- INPUT ROWS:
Begin

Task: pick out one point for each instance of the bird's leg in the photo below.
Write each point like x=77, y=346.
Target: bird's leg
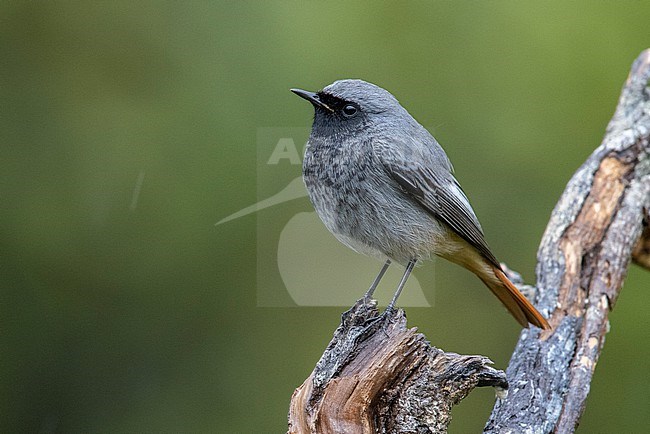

End
Begin

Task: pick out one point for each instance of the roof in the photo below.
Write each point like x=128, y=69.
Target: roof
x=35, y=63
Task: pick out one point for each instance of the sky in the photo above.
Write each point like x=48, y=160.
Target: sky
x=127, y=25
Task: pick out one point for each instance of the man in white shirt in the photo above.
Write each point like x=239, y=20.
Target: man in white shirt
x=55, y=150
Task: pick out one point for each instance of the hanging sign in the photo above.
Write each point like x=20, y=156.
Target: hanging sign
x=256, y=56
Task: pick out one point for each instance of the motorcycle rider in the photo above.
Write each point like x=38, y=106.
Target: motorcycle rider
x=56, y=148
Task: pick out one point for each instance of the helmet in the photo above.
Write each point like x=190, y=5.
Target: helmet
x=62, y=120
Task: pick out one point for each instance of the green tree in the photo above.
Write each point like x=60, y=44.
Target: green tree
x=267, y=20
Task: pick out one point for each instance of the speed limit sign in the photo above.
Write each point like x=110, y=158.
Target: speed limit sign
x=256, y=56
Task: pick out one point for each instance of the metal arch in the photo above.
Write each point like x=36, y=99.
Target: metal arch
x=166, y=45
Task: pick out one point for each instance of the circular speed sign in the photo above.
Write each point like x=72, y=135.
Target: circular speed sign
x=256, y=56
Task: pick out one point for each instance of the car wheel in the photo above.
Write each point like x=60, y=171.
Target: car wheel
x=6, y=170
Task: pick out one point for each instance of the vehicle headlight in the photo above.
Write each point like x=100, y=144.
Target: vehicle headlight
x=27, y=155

End
Begin

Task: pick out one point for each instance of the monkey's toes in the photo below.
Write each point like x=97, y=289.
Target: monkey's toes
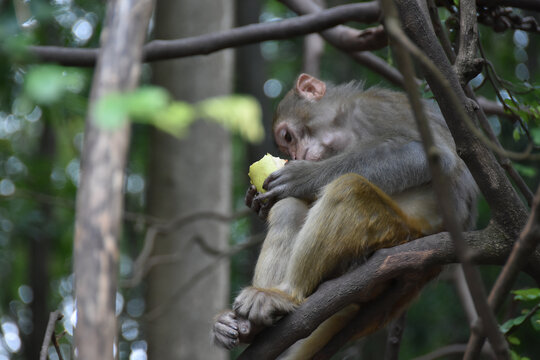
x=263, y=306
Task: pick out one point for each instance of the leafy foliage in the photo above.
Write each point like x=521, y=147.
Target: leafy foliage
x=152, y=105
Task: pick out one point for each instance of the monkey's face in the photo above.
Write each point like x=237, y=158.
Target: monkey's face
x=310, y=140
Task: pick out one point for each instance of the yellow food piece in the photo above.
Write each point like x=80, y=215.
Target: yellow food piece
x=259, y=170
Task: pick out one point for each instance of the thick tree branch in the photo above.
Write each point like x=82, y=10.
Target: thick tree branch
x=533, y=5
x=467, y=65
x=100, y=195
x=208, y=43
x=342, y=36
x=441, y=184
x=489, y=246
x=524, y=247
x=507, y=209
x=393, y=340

End

- OBJECTIVE: Retype the data above without changes, from the line containing "Task: pick out one point for each instance of the metal" down through the line containing "x=166, y=45", including both of those lines.

- ANSWER:
Task: pick out one point for each instance of the metal arch in the photo above.
Write each point like x=36, y=99.
Target: metal arch
x=166, y=45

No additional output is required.